■ Supplied records:
──────────
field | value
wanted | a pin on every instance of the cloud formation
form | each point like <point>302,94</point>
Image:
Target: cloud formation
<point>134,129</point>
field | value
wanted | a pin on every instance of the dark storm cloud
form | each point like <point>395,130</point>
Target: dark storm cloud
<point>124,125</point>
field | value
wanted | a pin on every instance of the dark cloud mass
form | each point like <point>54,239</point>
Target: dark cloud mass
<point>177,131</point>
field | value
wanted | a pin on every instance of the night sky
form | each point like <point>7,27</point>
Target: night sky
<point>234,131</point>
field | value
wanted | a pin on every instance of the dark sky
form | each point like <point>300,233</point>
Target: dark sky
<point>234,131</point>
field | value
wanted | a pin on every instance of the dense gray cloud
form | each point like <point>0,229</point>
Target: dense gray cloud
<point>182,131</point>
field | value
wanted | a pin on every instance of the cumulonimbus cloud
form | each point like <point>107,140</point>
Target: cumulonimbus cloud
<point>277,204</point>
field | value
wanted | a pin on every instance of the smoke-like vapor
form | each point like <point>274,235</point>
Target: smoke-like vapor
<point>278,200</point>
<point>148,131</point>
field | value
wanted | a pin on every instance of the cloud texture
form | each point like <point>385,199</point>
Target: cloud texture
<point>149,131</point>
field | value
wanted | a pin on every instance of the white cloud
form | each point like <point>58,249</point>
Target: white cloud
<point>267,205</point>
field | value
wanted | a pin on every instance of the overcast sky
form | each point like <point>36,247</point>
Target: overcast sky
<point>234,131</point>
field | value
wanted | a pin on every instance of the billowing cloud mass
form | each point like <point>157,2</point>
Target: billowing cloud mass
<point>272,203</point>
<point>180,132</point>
──────────
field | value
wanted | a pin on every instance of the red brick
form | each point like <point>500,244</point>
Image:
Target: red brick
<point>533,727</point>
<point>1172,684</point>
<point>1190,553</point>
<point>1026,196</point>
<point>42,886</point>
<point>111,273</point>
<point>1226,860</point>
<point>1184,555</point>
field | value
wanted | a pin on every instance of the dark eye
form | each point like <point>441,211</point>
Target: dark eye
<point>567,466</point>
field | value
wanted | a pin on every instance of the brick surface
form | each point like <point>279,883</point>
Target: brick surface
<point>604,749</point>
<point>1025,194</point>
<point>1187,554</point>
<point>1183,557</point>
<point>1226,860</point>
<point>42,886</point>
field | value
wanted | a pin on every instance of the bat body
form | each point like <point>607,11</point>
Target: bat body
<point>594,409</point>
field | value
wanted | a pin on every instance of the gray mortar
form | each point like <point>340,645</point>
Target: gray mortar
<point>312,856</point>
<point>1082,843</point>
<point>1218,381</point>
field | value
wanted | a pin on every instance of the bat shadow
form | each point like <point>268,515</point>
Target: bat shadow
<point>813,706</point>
──────────
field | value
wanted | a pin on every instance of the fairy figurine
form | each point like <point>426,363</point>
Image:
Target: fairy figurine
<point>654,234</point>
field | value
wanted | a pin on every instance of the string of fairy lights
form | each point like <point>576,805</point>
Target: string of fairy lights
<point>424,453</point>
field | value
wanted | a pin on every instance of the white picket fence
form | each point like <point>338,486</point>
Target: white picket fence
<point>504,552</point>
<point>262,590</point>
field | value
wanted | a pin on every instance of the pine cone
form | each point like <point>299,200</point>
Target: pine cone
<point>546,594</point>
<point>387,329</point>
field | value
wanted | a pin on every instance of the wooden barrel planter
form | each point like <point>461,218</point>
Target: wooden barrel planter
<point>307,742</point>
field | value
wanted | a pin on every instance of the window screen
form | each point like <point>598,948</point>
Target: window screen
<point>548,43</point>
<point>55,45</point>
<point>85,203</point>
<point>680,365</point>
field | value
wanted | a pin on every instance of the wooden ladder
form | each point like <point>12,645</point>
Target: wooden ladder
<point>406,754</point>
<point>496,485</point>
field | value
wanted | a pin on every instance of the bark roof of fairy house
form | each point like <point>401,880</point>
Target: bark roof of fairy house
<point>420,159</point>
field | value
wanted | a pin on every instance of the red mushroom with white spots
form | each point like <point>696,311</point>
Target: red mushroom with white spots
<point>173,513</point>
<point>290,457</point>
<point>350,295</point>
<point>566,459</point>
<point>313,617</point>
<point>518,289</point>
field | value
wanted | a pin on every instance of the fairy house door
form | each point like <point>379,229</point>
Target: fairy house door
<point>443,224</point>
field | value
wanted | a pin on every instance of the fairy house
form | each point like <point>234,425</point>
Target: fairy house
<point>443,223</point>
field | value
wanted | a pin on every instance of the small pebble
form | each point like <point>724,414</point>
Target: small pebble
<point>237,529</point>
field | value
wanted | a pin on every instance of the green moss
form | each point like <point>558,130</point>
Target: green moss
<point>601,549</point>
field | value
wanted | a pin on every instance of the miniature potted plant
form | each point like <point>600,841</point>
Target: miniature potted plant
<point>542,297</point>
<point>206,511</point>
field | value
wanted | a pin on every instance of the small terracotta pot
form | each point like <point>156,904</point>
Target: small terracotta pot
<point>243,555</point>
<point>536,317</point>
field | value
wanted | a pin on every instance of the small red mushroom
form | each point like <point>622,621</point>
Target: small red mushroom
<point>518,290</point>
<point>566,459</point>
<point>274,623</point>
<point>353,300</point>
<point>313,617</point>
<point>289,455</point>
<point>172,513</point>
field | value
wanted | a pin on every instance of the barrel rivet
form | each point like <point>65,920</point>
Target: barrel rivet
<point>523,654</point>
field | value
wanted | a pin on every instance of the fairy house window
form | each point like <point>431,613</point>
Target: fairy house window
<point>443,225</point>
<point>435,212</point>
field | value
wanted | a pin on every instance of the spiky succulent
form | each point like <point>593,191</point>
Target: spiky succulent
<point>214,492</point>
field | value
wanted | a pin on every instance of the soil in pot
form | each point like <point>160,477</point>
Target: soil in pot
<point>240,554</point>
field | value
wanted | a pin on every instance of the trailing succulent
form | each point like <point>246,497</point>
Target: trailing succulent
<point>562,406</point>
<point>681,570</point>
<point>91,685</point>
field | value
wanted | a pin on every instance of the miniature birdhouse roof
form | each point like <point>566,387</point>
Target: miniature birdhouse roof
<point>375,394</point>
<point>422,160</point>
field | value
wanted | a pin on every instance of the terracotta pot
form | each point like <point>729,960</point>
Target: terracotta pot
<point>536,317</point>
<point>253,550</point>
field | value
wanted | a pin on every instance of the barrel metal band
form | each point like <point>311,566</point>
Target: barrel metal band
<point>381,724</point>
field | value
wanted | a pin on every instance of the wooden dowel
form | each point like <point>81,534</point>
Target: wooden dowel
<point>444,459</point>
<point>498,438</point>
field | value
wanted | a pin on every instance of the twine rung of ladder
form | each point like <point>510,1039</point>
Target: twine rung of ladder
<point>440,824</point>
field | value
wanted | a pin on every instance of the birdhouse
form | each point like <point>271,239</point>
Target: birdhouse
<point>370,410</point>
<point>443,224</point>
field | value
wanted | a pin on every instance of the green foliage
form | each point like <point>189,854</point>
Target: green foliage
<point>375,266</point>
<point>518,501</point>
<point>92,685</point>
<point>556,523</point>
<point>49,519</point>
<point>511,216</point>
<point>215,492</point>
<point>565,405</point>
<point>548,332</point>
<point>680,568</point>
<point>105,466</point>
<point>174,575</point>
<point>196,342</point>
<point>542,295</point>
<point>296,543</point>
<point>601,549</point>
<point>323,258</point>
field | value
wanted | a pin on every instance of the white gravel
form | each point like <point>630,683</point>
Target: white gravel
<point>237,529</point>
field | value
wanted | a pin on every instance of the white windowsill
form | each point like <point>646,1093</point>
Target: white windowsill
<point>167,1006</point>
──────────
■ What this task involves: Start with the line above that contains "wanted | a pin on every instance of the window" and stop after the line that contains "form | each point like <point>401,880</point>". Output those lines exactly, and only those.

■ Reply:
wanted | a pin on every instance of the window screen
form | each point like <point>598,948</point>
Target: window screen
<point>548,43</point>
<point>55,45</point>
<point>85,203</point>
<point>680,365</point>
field | value
wanted | a pin on every instance of the wooden ladder
form | each point like <point>12,645</point>
Target: wooden ladder
<point>406,754</point>
<point>496,485</point>
field | value
wanted | a pin on every instance of the bark roof of fairy house
form | each point like <point>401,880</point>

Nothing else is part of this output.